╭─ PROVIDED DATA

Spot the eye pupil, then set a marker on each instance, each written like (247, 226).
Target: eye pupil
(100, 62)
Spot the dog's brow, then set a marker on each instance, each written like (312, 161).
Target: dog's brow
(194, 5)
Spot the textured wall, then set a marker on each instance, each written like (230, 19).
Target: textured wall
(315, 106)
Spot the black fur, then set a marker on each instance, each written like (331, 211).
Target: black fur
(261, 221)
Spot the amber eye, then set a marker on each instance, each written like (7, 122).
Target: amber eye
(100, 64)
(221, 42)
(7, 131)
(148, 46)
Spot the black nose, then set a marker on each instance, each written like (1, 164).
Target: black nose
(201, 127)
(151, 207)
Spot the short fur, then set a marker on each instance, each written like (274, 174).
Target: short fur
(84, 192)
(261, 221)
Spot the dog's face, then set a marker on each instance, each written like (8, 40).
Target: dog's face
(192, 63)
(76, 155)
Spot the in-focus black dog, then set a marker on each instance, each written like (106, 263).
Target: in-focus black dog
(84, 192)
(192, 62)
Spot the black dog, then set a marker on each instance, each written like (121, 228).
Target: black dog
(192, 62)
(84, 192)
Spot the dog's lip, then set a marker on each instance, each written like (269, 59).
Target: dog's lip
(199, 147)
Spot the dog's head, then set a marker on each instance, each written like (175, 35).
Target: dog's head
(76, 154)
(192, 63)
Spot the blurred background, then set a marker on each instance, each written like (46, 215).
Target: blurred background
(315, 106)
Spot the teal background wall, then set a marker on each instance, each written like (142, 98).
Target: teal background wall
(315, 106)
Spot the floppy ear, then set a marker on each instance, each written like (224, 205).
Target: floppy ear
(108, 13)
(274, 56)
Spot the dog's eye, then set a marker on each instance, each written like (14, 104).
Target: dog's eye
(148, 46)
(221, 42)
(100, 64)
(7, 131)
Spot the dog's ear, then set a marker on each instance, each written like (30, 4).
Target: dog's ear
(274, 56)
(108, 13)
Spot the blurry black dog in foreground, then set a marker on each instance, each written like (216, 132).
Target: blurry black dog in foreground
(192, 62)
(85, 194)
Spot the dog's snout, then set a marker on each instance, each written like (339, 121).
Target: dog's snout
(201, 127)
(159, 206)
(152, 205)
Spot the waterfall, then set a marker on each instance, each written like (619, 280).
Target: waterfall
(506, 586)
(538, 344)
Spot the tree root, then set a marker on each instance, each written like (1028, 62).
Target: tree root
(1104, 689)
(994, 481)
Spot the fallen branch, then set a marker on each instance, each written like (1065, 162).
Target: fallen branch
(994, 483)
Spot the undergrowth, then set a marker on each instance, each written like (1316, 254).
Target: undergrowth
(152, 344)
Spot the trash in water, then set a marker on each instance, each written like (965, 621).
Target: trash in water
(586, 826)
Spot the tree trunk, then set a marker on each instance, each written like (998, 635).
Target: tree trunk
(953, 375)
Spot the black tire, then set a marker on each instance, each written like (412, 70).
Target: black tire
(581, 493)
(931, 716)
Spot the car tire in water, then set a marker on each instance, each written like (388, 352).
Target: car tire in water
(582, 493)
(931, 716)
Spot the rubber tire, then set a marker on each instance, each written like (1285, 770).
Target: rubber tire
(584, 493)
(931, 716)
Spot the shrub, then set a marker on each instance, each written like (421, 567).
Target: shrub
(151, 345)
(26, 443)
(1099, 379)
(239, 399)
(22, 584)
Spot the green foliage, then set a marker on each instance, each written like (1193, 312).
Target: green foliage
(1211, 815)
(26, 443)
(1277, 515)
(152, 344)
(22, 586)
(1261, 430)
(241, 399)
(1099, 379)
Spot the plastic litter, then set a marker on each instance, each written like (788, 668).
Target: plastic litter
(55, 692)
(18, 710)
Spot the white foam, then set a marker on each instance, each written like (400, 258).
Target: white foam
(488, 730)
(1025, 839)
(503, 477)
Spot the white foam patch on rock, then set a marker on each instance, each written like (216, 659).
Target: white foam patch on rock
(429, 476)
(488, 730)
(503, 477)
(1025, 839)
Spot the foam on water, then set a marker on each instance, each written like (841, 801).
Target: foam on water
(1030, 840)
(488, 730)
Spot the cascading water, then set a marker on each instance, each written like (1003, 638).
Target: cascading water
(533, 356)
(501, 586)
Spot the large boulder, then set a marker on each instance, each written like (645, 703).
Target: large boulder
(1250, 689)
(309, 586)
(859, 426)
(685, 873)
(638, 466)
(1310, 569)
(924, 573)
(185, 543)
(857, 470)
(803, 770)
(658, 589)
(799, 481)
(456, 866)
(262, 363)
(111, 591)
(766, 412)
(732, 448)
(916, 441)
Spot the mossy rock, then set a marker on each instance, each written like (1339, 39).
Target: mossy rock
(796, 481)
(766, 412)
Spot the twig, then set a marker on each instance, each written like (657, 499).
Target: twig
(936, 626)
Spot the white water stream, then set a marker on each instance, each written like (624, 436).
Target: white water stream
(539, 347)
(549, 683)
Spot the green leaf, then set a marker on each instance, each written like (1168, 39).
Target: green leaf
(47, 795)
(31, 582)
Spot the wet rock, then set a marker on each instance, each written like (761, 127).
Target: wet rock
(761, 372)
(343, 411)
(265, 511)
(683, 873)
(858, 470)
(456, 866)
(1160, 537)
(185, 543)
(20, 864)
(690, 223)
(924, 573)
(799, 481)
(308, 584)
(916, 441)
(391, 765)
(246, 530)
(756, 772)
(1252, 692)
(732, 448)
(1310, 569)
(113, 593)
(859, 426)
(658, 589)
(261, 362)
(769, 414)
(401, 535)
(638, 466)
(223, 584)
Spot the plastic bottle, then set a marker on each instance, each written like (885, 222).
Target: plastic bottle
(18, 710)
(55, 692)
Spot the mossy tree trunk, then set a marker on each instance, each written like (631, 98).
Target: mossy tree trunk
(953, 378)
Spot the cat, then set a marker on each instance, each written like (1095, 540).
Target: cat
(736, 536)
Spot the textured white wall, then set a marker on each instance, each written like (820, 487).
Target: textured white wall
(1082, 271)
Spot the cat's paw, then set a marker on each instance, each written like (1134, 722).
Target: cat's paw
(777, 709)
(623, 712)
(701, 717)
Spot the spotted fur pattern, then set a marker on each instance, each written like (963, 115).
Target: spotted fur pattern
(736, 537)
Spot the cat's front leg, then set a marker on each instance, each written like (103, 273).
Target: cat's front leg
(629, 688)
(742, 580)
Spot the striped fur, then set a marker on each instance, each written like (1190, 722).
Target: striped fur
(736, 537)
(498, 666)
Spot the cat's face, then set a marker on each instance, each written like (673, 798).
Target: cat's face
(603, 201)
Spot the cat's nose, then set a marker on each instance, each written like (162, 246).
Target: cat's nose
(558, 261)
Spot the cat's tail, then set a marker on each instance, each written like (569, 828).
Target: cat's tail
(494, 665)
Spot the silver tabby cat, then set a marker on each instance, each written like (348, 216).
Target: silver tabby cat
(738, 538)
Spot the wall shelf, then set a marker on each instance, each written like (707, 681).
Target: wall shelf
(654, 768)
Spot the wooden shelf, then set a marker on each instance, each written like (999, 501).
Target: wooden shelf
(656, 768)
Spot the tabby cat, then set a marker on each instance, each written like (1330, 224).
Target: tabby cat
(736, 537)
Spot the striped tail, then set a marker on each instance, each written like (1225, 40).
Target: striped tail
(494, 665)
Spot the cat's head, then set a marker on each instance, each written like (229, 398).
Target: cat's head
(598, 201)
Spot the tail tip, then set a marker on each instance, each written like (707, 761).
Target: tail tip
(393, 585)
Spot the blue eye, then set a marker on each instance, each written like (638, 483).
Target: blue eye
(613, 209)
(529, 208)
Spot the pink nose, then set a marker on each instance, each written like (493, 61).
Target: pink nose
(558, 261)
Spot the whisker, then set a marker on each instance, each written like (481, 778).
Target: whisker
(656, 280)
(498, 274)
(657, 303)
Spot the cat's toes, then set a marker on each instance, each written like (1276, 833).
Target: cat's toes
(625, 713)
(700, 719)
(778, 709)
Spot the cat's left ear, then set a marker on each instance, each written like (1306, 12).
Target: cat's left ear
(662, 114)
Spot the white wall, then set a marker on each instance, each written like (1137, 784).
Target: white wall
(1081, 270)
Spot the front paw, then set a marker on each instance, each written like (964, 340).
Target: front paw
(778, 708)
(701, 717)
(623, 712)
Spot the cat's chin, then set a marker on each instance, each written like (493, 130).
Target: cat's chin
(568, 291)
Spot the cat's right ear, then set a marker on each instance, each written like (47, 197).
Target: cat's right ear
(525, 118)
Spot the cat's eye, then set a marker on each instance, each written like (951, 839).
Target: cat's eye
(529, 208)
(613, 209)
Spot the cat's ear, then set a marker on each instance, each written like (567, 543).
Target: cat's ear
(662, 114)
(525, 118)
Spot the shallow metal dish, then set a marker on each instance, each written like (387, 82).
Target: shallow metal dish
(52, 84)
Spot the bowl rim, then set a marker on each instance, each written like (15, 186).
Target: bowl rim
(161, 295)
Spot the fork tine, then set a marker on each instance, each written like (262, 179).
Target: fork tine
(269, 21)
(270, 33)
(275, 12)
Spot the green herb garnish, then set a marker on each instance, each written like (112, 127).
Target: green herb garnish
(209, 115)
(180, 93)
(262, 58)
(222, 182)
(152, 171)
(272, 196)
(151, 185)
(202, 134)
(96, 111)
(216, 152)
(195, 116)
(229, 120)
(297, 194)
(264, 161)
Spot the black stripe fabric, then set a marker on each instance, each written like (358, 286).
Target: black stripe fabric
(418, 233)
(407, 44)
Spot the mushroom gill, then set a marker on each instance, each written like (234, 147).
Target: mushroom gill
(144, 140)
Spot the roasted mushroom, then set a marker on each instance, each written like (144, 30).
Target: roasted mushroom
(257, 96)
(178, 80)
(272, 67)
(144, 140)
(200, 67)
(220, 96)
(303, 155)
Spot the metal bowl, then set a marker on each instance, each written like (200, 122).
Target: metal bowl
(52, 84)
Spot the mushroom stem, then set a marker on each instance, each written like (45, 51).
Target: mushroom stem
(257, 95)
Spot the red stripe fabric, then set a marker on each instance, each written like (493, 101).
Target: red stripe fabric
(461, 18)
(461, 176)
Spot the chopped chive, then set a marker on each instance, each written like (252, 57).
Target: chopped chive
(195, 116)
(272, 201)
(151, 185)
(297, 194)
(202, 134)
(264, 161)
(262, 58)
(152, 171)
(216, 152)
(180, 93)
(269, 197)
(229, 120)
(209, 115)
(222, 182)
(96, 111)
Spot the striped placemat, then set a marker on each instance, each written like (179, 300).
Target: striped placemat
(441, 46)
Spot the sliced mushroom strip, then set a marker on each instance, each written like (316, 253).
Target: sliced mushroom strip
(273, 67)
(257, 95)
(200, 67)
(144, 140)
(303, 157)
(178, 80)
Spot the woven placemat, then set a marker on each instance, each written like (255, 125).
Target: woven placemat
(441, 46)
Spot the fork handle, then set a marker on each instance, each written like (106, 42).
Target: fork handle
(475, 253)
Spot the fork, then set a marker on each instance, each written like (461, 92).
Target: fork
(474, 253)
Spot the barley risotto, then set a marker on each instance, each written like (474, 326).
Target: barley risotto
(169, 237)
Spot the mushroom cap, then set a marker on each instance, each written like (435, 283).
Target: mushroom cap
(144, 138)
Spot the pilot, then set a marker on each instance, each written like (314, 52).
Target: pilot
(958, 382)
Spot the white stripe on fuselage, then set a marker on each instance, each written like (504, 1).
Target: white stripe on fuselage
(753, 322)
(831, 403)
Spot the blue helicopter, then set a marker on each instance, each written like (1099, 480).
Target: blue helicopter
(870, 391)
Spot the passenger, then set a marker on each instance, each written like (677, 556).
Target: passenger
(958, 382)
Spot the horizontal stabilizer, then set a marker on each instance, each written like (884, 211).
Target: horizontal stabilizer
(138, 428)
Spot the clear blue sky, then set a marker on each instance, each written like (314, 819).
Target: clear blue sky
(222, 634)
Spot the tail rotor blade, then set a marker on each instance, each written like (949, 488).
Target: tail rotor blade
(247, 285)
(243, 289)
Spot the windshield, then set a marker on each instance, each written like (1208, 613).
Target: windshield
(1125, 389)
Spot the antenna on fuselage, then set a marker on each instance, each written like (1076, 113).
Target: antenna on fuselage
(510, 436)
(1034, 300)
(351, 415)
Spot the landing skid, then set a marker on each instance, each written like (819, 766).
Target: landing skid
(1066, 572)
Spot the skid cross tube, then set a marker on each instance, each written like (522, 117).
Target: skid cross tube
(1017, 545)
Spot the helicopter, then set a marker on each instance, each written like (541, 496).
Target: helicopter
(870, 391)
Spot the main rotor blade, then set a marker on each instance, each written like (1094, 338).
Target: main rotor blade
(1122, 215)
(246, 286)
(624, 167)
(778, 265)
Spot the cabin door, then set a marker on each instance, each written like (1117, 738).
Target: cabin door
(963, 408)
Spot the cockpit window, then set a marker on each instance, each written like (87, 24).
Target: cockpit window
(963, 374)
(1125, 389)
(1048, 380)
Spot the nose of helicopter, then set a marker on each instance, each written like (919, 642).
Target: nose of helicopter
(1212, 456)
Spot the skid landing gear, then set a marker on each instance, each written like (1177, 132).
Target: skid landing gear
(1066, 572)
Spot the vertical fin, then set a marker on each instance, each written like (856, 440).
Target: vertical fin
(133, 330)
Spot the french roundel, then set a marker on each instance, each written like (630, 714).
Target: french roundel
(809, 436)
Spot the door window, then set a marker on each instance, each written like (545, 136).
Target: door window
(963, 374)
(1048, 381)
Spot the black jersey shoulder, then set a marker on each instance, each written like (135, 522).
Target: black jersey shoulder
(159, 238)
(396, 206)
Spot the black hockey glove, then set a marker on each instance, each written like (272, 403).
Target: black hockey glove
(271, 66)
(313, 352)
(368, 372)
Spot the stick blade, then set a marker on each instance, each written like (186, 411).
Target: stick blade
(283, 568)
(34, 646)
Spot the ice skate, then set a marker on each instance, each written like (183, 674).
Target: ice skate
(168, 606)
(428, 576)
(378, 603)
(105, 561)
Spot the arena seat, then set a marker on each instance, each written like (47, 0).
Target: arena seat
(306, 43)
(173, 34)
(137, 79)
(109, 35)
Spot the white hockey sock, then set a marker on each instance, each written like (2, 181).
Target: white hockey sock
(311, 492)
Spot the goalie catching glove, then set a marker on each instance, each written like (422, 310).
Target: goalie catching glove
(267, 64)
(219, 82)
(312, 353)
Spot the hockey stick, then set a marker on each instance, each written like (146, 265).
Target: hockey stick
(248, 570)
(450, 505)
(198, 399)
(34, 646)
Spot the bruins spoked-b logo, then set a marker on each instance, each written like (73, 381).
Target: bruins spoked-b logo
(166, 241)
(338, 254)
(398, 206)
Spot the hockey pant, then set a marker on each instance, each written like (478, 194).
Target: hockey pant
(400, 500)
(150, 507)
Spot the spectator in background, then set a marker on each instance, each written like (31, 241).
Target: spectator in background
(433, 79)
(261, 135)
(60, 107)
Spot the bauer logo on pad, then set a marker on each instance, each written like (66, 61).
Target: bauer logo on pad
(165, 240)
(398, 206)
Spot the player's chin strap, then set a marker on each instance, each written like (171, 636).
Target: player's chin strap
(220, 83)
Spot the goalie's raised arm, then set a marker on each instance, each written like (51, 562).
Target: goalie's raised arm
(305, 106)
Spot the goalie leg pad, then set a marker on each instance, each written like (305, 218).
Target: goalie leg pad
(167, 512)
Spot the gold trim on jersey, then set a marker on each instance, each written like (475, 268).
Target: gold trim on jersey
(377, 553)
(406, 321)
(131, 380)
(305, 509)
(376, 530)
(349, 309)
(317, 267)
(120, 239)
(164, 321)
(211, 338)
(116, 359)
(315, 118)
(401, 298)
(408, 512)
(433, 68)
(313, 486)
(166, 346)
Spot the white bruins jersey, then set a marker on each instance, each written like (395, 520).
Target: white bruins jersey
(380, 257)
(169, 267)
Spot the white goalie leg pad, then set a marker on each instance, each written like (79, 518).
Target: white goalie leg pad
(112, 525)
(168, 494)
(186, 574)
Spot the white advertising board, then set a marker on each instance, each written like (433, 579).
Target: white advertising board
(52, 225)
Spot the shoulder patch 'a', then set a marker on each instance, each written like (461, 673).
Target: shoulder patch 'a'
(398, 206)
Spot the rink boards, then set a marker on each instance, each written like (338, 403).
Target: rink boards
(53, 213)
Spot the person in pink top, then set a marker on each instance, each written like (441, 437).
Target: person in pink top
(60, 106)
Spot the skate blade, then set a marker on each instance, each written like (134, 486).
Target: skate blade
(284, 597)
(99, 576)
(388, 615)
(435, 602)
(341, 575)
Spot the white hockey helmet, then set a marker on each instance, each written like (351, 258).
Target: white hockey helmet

╰─

◆ **WHAT IS REQUIRED**
Find "Spot the rink" in the data above, then repeat that line and all lines after it exactly, ending with the final line.

◆ **WRITTEN RESPONSE**
Spot the rink boards, then set a marker on each instance, each written like (338, 403).
Target: rink boards
(53, 213)
Spot the person in pink top, then set a marker on each instance, each written like (441, 437).
Target: person in pink top
(60, 106)
Spot the skate blade, then set a marker on each instance, each written like (134, 486).
Target: skate blade
(284, 597)
(99, 576)
(388, 615)
(435, 602)
(341, 575)
Spot the white hockey helmet, then set a marker on each instance, each written like (351, 258).
Target: white hockey helmet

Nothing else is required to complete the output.